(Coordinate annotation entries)
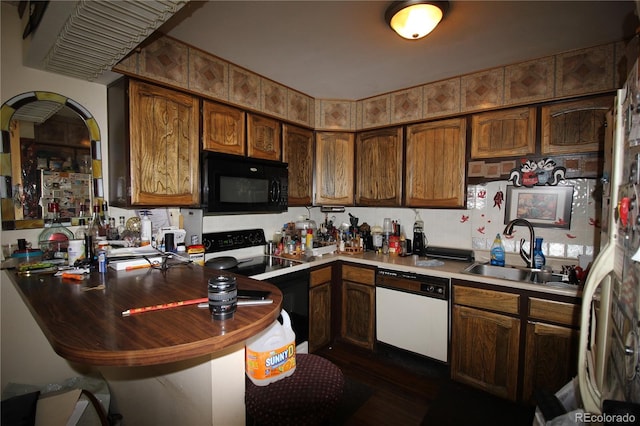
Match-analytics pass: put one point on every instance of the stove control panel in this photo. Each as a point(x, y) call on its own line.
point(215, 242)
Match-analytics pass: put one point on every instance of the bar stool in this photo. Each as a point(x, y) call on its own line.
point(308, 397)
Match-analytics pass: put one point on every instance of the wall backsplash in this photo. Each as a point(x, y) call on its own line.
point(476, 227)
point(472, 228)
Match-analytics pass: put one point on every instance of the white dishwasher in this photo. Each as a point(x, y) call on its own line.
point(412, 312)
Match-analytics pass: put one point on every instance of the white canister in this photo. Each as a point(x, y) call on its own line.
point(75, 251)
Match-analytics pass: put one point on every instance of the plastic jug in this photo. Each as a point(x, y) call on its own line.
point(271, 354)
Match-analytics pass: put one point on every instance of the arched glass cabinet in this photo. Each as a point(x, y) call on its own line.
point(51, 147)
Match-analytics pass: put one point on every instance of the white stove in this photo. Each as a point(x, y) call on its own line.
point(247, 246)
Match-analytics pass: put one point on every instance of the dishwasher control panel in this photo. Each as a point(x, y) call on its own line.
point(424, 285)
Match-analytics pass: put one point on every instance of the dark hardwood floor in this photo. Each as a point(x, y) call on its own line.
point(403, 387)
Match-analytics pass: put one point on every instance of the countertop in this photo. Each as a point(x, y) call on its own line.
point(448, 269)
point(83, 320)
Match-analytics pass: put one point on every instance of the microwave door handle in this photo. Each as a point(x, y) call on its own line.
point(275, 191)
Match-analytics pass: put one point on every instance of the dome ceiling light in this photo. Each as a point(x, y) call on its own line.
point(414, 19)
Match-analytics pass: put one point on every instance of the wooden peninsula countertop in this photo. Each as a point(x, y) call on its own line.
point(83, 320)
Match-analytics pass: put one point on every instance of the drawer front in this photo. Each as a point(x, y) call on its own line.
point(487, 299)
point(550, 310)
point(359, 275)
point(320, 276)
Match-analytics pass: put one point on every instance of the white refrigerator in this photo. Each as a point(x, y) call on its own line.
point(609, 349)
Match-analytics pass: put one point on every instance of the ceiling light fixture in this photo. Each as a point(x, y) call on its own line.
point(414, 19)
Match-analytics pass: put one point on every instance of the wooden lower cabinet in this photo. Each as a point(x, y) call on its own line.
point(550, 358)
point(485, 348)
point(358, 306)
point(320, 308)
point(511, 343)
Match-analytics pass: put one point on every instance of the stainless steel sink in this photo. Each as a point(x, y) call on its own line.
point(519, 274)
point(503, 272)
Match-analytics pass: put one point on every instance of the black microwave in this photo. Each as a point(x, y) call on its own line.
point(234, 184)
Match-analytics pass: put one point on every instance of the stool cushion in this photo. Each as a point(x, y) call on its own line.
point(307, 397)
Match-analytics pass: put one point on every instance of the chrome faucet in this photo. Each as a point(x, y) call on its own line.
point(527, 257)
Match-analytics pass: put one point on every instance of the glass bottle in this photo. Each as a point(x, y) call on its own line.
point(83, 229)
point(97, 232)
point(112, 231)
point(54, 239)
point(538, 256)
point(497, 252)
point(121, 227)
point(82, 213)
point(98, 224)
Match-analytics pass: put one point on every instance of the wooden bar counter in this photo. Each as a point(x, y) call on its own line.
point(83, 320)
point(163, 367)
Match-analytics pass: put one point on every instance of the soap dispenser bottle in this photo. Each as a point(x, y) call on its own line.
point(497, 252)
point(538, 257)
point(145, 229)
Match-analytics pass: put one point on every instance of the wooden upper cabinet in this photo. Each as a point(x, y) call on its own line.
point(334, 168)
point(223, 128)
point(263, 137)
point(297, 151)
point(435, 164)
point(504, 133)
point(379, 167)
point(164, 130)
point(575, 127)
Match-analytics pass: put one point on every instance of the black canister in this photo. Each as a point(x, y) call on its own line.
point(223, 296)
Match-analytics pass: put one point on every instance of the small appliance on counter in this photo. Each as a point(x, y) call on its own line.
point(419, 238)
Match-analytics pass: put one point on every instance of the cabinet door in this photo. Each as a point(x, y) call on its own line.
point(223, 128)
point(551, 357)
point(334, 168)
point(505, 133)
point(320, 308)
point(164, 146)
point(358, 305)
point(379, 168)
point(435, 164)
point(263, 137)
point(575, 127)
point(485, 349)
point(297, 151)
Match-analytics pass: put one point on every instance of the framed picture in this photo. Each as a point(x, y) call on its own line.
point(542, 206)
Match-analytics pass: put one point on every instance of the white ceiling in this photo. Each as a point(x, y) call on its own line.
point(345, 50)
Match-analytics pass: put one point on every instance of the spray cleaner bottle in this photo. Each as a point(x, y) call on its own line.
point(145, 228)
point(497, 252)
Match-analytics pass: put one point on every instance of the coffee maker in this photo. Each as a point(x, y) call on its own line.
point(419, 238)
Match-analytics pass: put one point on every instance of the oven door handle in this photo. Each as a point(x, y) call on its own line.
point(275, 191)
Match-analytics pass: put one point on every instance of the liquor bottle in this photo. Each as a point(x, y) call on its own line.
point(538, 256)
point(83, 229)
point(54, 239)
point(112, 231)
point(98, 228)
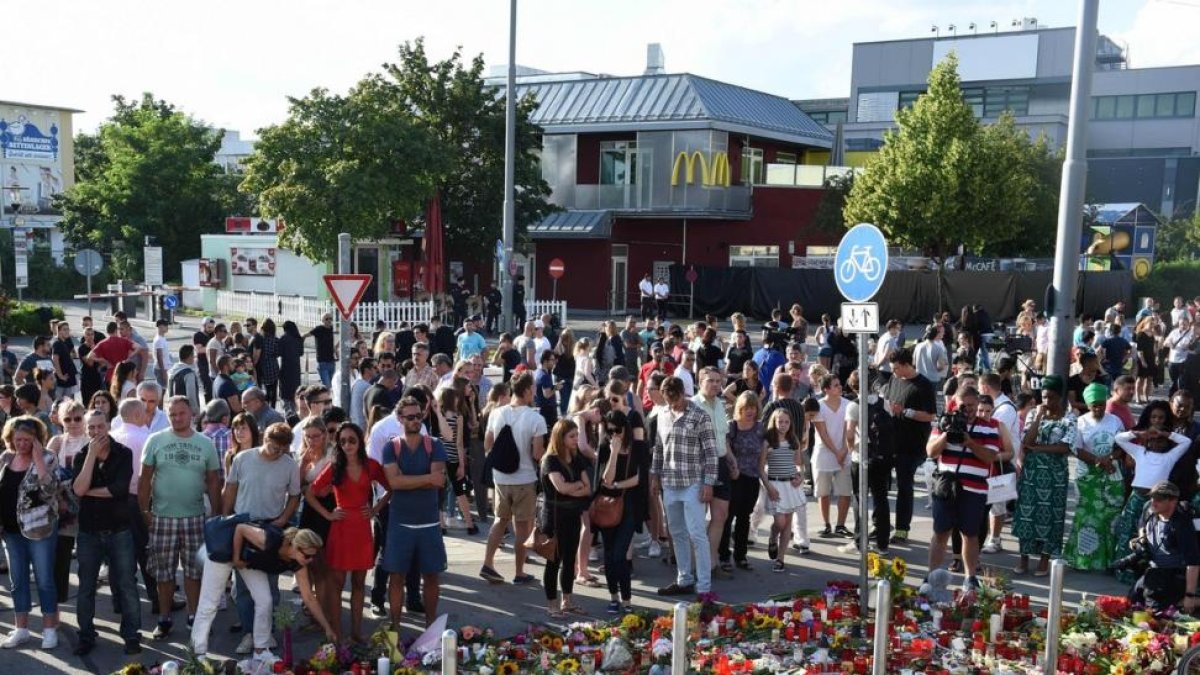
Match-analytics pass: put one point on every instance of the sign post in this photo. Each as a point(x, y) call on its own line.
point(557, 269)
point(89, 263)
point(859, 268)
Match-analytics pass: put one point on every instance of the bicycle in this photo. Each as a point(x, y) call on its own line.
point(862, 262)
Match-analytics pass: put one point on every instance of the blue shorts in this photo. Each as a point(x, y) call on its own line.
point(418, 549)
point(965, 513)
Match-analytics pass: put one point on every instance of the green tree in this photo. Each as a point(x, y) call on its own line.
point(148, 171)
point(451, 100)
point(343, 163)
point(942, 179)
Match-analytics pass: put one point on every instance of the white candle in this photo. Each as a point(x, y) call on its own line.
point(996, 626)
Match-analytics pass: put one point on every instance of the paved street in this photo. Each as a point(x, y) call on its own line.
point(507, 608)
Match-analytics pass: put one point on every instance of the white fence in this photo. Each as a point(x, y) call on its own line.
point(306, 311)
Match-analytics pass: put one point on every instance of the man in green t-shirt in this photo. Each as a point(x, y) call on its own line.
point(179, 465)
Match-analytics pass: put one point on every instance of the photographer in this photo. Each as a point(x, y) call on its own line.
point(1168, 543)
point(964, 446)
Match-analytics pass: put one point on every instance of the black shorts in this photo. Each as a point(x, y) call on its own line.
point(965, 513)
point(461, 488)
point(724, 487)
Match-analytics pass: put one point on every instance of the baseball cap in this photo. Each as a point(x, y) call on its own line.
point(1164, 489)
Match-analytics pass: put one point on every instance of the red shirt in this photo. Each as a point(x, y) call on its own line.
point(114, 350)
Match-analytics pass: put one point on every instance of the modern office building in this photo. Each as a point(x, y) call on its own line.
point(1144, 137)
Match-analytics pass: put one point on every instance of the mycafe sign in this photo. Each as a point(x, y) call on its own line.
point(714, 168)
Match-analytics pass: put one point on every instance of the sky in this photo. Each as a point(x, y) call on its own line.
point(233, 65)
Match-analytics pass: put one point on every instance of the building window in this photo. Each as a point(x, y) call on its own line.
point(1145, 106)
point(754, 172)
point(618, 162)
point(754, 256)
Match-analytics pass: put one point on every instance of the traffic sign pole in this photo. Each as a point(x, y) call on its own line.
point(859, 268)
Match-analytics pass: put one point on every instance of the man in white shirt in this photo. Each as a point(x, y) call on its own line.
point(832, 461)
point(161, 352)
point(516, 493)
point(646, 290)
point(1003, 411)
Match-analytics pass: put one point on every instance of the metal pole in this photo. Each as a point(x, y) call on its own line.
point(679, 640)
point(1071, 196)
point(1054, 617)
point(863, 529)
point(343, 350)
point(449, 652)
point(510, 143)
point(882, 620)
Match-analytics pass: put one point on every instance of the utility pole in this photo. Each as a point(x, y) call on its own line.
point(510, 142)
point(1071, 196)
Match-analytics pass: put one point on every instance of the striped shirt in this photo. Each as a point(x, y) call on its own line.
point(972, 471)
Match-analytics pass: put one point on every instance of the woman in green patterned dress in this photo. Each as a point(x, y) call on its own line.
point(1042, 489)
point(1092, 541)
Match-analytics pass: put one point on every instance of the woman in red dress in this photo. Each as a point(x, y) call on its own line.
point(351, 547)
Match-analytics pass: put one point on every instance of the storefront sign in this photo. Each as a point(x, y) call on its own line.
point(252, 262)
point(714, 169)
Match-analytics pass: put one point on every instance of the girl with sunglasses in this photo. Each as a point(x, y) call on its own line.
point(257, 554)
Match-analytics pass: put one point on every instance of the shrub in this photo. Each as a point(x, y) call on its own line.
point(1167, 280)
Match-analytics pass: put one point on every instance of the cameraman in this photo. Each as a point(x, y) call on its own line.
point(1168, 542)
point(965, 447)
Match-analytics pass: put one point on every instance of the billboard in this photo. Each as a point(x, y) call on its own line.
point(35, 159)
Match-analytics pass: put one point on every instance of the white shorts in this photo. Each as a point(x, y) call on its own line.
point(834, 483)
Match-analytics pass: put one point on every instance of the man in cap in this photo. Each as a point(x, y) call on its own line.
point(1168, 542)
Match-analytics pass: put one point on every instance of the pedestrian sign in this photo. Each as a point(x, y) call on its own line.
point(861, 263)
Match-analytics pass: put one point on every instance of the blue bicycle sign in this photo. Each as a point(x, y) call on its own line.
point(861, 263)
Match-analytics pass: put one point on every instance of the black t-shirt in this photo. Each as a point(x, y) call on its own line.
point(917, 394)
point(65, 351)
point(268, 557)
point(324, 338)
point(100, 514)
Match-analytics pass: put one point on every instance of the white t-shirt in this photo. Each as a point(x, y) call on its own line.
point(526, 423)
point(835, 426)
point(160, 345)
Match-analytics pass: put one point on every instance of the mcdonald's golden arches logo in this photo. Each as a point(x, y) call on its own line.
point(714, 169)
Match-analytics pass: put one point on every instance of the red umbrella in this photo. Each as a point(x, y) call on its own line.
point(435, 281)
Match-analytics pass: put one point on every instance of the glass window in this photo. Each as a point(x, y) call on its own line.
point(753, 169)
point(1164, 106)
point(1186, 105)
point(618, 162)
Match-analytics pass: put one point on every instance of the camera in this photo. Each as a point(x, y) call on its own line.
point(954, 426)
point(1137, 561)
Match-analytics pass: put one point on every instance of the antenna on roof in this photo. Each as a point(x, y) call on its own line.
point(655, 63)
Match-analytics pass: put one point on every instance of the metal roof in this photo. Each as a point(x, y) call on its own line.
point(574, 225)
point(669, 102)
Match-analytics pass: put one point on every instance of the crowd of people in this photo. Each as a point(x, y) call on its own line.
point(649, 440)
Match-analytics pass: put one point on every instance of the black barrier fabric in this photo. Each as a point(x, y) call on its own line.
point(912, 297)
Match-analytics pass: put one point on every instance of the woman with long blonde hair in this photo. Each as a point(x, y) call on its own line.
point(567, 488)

EXERCISE AIM: Copy verbatim the stretch of items from the line containing "the metal roof" through the last line of the items, including both ends.

IN RESPONSE:
Match-analytics pass: put one point on every instance of the metal roof in this photo. Each as a point(x, y) call on its own line.
point(574, 225)
point(669, 102)
Match-analytics pass: put one point on every instance of the crowd of people in this photo. Each as a point(x, y) call on its own line.
point(649, 440)
Match-analytics pass: put one point on every instance of the black barrier fabric in this photo. Each as a point(x, y) call on its own line.
point(912, 297)
Match-analytics pass: put one point on every instance of the woman with long blonde hair in this photo. Each as a point(x, y) call on its own line.
point(567, 488)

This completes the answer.